» Exercise brief: List every line of the material below that contains the word "white", copying each such line in full and treating uppercase and lowercase as different.

::: Data to process

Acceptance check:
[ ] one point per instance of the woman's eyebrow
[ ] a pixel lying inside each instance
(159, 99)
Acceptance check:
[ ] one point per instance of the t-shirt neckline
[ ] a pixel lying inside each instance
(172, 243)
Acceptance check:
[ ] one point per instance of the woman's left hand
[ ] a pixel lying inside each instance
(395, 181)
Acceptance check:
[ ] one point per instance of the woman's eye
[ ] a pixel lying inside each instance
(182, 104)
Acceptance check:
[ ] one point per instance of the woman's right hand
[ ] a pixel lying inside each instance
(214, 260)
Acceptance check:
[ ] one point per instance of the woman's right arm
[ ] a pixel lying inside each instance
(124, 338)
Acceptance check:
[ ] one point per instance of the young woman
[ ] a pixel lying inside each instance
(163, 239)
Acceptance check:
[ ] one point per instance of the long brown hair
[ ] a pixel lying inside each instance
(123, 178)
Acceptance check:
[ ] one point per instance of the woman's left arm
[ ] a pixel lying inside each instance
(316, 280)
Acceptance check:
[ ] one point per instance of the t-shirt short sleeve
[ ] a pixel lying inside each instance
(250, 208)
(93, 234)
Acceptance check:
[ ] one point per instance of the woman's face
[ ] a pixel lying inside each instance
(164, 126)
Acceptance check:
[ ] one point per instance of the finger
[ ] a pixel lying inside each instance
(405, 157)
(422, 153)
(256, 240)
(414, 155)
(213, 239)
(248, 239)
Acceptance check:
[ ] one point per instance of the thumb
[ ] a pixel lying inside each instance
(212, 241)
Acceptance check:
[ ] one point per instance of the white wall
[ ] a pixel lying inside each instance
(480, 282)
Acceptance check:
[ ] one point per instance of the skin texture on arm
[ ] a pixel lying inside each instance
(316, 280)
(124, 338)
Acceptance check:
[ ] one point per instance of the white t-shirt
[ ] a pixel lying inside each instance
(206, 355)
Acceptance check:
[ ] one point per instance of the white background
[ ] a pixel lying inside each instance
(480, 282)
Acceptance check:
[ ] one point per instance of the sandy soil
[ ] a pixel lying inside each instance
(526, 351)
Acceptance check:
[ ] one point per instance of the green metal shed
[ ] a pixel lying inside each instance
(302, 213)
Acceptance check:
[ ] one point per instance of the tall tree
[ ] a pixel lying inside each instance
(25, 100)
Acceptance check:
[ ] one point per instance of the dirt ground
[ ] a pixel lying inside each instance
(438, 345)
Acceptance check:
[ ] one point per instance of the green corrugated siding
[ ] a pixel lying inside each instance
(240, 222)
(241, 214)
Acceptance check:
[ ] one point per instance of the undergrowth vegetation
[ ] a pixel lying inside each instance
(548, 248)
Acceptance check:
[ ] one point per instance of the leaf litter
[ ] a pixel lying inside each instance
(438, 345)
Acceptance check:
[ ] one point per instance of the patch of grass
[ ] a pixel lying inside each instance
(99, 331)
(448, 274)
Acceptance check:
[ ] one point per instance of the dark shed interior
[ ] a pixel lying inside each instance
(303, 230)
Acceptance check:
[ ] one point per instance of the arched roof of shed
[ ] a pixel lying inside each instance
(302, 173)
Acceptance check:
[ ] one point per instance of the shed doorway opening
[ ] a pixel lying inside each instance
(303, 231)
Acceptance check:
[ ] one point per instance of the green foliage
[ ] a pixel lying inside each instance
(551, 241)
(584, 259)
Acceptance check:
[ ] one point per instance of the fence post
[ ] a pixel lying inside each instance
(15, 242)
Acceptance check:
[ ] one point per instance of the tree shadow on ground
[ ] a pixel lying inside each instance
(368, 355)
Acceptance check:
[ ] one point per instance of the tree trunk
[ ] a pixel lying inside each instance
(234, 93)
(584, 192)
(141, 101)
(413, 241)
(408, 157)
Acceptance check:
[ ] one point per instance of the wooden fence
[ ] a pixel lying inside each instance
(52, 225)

::::::
::: Data to process

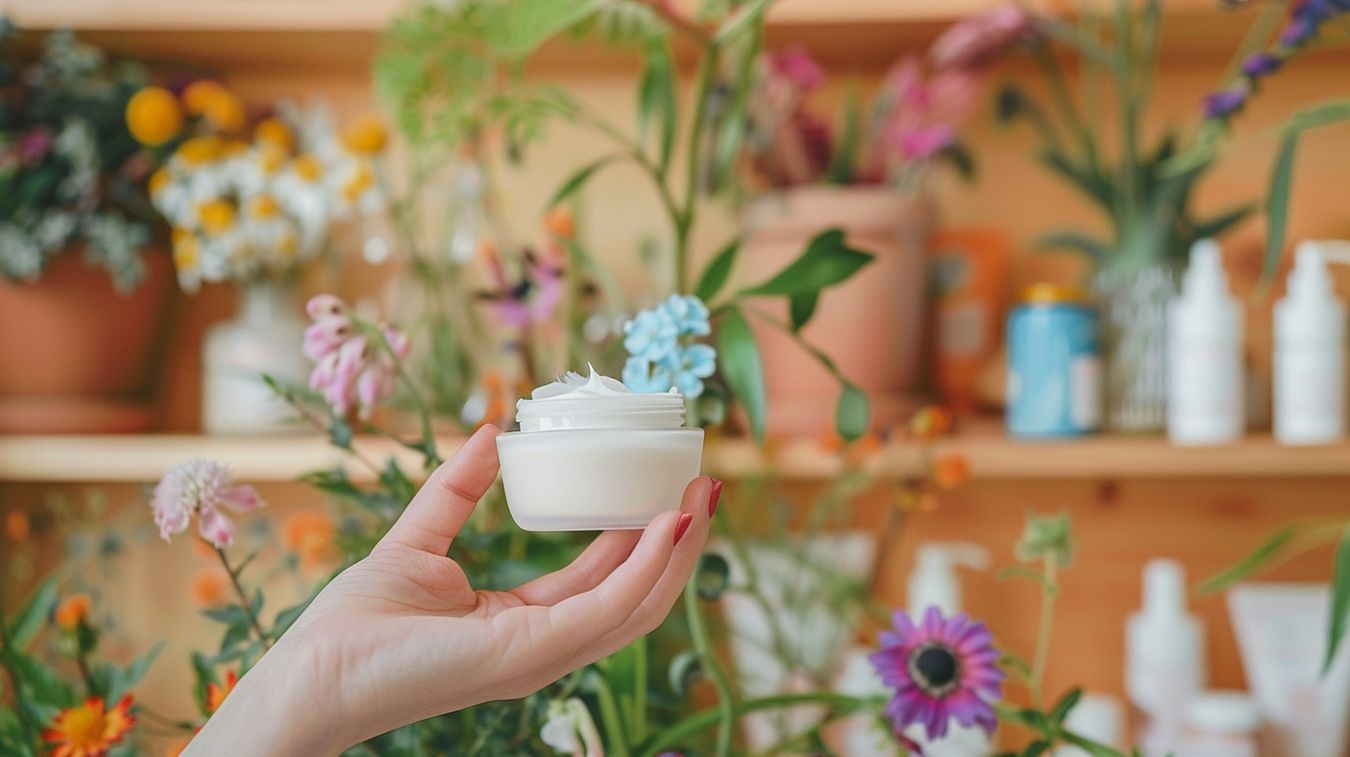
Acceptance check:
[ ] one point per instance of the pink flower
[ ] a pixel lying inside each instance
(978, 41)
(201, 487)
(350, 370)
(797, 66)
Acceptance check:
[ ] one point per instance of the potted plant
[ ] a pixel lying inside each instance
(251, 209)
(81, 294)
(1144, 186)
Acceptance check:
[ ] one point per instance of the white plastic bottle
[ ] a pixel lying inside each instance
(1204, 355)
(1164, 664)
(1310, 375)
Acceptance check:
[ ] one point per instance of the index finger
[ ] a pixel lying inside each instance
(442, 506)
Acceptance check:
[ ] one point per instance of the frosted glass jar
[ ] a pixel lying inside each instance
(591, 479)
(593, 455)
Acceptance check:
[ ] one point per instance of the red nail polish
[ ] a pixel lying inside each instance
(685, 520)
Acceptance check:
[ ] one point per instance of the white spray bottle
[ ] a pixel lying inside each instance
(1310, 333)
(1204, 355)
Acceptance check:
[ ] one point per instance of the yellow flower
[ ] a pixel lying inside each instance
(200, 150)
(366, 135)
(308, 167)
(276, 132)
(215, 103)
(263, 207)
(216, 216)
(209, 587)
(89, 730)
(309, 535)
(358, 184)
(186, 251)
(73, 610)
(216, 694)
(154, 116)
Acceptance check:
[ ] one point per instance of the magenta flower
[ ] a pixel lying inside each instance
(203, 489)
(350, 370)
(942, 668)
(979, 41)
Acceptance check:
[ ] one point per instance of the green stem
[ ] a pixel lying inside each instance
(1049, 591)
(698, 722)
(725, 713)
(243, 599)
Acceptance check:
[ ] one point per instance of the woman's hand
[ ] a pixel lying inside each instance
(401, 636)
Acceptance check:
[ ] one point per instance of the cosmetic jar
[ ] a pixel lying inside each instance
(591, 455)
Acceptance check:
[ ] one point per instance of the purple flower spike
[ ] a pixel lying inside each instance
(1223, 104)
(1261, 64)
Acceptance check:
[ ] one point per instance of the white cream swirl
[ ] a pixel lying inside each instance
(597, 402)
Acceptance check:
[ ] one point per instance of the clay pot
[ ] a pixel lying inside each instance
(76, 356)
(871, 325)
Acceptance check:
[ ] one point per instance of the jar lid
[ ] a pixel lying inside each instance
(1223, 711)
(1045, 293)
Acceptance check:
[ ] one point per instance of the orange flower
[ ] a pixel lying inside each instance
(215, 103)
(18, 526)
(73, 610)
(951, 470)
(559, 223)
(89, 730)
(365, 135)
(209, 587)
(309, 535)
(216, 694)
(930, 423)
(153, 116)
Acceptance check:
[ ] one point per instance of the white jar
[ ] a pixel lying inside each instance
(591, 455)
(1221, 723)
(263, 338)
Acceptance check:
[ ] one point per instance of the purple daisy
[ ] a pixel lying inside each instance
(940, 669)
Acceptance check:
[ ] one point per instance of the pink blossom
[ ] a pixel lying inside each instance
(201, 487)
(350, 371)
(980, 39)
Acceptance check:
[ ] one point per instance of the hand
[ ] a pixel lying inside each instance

::::::

» Task output:
[ ] one point per instance of the white wall
[ ] one point per instance of the white t-shirt
[ ] one point per instance of the white background
[ ] one point per instance of the white plastic bottle
[ ] one point per instance of the white spray bottle
[ ] one point per instance of the white cream swirl
[ ] one point per instance of the white jar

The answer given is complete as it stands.